Reading text |
☆ ☆ ☆
= Nicholas Mesarites =

Byzantine churchman and writer

Nicholas Mesarites (Νικόλαος Μεσαρίτης; ca. 1163/4 – after 1216) was a Byzantine Greek churchman and writer, who eventually rose to the office of Metropolitan of Ephesus in the Empire of Nicaea.

== Life ==
Born ca. 1163/4, Mesarites is first recorded in 1200, during the attempted coup of John Komnenos the Fat. At the time, Mesarites was skeuophylax of the Church of the Pharos in the Great Palace of Constantinople, and wrote an eyewitness account of the events.

After the capture of Constantinople by the Fourth Crusade in 1204, he initially remained in the city. In late 1206, along with his brother John he participated in discussions between the Greek Orthodox clergy and the new Latin authorities, represented by the Latin Patriarch of Constantinople Thomas Morosini and the papal legate, Cardinal Benedict of Santa Susanna. The discussion failed to breach the rift between the two parties, as the Greeks refused to subordinate themselves to the Latin clergy. Following the death of his brother in February 1207, Mesarites left for the Empire of Nicaea, where he was appointed Metropolitan of Ephesus soon after.
☆ ☆ ☆
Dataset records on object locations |
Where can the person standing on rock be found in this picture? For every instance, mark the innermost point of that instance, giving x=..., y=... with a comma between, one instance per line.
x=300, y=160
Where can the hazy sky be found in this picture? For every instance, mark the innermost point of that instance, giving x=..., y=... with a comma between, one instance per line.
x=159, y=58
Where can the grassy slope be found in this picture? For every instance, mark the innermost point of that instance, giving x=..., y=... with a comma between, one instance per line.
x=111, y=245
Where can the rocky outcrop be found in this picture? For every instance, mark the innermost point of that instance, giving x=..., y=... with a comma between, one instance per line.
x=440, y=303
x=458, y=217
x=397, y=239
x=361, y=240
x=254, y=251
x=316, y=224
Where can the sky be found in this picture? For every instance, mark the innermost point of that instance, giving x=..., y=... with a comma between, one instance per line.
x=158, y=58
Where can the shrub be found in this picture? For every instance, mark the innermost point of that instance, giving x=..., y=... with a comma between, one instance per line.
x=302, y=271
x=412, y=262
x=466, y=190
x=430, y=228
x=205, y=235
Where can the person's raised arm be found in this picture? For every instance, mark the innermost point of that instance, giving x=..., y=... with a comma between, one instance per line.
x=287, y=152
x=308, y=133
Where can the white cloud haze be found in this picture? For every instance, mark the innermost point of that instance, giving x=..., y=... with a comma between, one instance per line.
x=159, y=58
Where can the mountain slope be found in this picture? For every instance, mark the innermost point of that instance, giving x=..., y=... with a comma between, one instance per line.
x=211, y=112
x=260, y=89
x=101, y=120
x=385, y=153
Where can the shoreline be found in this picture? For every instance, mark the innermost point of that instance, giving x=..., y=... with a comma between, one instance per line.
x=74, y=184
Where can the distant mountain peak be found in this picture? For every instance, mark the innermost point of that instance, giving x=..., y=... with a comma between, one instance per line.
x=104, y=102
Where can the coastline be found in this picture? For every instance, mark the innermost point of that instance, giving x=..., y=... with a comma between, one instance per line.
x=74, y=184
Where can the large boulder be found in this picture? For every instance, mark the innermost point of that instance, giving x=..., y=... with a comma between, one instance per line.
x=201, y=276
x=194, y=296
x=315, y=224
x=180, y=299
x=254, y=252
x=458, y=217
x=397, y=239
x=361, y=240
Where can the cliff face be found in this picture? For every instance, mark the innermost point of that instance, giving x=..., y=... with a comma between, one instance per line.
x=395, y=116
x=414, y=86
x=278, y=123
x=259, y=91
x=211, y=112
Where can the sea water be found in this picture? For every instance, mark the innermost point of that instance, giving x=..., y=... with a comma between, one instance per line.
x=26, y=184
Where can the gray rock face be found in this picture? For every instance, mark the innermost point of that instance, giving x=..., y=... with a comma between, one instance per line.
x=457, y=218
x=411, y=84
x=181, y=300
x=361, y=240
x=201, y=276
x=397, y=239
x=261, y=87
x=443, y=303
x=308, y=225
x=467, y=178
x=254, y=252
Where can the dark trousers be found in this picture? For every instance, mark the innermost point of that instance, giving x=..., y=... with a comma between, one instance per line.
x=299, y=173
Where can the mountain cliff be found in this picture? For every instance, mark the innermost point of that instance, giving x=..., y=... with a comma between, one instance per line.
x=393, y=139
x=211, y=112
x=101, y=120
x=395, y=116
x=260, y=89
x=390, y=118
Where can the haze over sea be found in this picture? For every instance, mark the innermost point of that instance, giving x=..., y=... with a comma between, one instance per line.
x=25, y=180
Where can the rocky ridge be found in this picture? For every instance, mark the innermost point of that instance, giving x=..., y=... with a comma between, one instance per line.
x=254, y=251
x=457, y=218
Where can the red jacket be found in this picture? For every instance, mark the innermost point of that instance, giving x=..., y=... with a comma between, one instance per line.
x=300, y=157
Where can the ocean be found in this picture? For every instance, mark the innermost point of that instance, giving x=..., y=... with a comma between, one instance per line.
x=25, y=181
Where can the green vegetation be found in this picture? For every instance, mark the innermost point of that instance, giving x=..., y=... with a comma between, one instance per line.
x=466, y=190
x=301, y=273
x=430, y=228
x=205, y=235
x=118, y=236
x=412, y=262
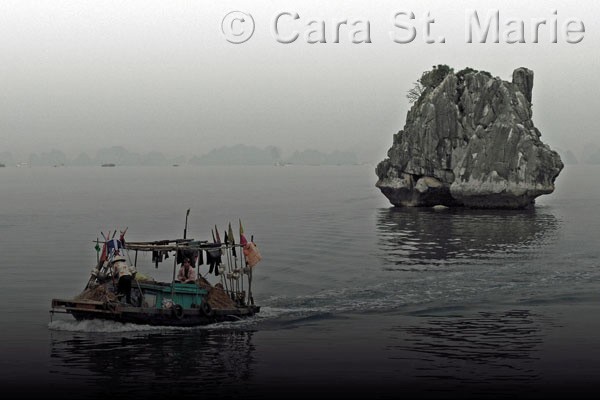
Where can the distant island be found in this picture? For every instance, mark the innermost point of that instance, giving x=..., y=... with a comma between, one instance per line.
x=239, y=154
x=469, y=140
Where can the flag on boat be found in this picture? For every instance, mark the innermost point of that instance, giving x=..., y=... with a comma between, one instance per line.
x=252, y=254
x=218, y=237
x=231, y=240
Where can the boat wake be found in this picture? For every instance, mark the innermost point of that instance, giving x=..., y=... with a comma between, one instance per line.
x=105, y=326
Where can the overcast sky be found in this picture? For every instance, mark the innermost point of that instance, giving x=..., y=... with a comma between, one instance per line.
x=160, y=75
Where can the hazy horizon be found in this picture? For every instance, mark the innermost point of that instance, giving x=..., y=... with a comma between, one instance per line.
x=158, y=75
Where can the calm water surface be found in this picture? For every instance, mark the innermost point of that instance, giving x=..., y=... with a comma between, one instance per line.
x=357, y=297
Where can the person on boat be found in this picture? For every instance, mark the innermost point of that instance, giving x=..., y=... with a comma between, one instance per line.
x=124, y=275
x=186, y=272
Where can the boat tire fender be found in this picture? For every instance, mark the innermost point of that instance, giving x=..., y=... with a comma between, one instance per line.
x=178, y=311
x=207, y=309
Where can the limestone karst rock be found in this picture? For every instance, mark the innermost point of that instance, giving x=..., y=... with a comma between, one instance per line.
x=469, y=140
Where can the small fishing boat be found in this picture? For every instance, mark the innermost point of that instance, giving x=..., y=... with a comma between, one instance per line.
x=174, y=303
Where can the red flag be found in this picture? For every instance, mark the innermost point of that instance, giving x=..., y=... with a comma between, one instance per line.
x=104, y=254
x=243, y=240
x=218, y=237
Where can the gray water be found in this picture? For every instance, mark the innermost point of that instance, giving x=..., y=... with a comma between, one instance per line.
x=358, y=298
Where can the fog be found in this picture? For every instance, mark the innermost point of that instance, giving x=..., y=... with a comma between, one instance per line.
x=160, y=75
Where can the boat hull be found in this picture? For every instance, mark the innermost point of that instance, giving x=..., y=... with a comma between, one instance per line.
x=92, y=310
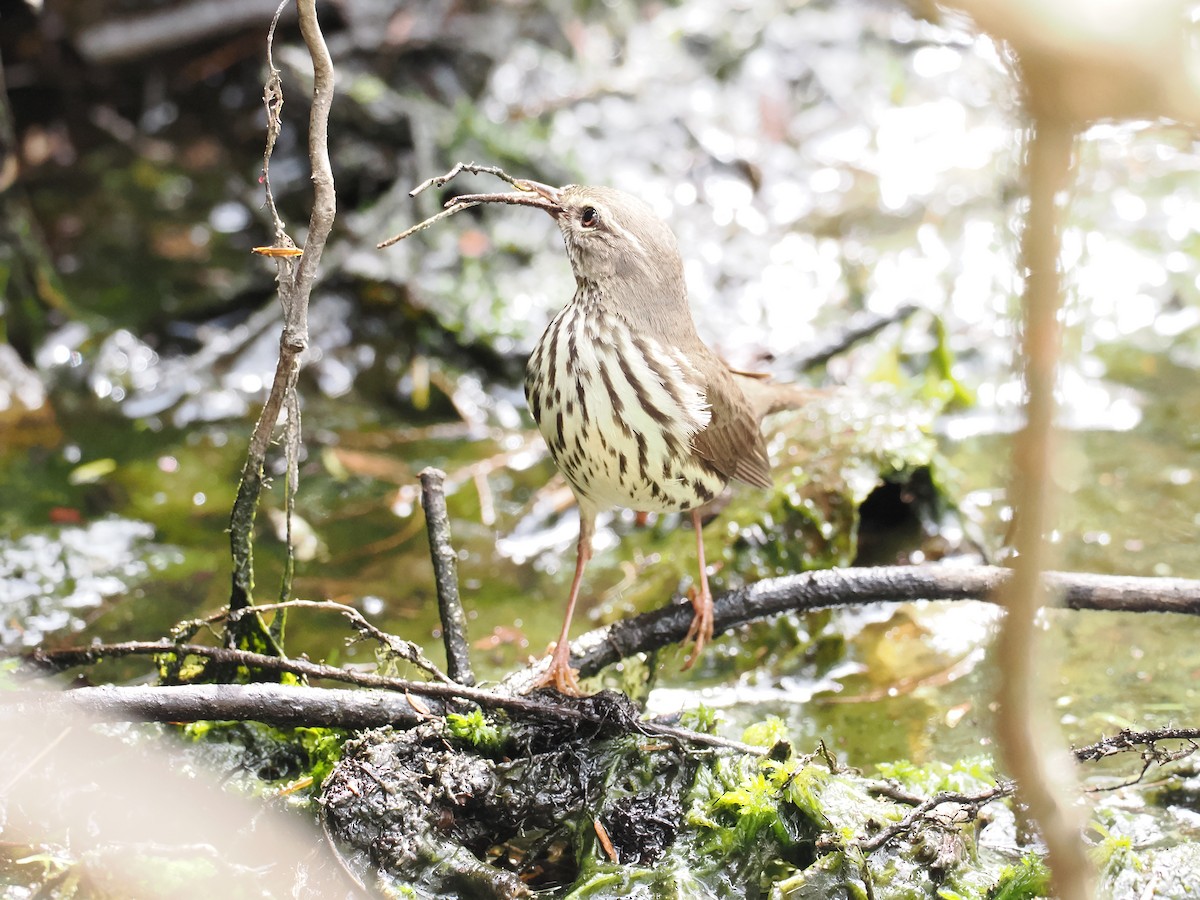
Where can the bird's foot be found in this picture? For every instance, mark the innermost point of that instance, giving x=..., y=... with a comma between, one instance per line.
x=559, y=673
x=701, y=630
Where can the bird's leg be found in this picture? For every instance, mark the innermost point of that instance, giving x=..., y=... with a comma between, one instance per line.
x=559, y=675
x=702, y=600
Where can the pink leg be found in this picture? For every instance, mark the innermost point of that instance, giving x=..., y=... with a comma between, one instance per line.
x=561, y=675
x=702, y=600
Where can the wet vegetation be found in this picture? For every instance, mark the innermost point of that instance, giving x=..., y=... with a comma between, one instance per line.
x=827, y=168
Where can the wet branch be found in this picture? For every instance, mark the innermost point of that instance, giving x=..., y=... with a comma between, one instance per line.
x=853, y=587
x=445, y=575
x=460, y=203
x=295, y=277
x=393, y=646
x=946, y=808
x=270, y=703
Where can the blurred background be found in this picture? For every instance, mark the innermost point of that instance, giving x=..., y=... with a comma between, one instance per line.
x=822, y=163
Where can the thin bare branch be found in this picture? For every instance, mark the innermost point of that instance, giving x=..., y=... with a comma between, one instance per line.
x=423, y=226
x=393, y=645
x=445, y=575
x=474, y=169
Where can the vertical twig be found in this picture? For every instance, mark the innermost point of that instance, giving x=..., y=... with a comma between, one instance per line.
x=295, y=281
x=445, y=574
x=1032, y=747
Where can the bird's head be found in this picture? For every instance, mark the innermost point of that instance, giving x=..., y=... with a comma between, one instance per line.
x=613, y=234
x=615, y=241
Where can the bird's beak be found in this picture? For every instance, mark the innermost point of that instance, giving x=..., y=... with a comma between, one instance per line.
x=532, y=193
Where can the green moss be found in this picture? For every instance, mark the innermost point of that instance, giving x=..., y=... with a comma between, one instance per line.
x=475, y=730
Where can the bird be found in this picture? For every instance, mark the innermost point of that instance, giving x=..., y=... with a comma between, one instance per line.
x=636, y=409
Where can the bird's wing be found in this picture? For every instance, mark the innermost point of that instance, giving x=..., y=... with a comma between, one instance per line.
x=732, y=442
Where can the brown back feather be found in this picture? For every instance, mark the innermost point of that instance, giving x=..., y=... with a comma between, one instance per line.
x=732, y=442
☆ ☆ ☆
Required work |
1. In the article on Nicholas Mesarites, what position did Mesarites hold in 1200?
2. Name every person other than Mesarites who is mentioned in the article on Nicholas Mesarites.
3. Carry the article on Nicholas Mesarites forward from its final sentence.
Nothing in the listing is needed here.

Responses to the exercise |
1. He was skeuophylax of the Church of the Pharos in the Great Palace of Constantinople.

2. John Komnenos the Fat; his brother John; Thomas Morosini, the Latin Patriarch of Constantinople; Cardinal Benedict of Santa Susanna, the papal legate

3.
As Metropolitan of Ephesus, he headed a mission in 1214/5 to Constantinople for discussions with the new papal envoy, Cardinal Pelagius of Albano. Mesarites wrote a report of his discussions with Pelagius, where he highlights his intransigence, intolerance towards the Greek Orthodox clergy and insistence on Papal primacy. In 1216 he officiated at the marriage of Irene Laskarina, the eldest daughter of the Nicaean emperor Theodore I Laskaris, and Andronikos Palaiologos.

== Writings ==
Mesarites' writing style, distinguished by "his interest in vivid details and in his own role in the events" (A. Kazhdan), marks a conscious departure from the conventions of Byzantine literature, which he on occasion mocks. This is particularly evident in his description of the 1200 coup, which is far more vivid and immediate than the far more stylized and abstract treatments of the same event by other contemporary writers. The epitaph he composed for his brother contains also an eyewitness account of the fall of Constantinople and contemporary events. Mesarites also left a valuable description of the Church of the Holy Apostles, and of the school that functioned in its premises.

=== Editions ===
- August Heisenberg, Nikolaos Mesarites. Die Palastrevolution des Johannes Komnenos, Würzburg, 1907.
- August Heisenberg, Der Epitaphios des Nikolaos Mesarites auf seinen Bruder Johannes, in Neue Quellen zur Geschichte des lateinischen Kaisertums und der Kirchenunion I, Sitzungsberichte der bayerischen Akademie der Wissenschaften, Munich, 1922.
- August Heisenberg, Die Unionsverhandlungen von 30. August 1206. Patriarchenwahl und Kaiserkrönung in Nikaia 1208, in Neue Quellen zur Geschichte des lateinischen Kaisertums und der Kirchenunion II, Munich, 1923.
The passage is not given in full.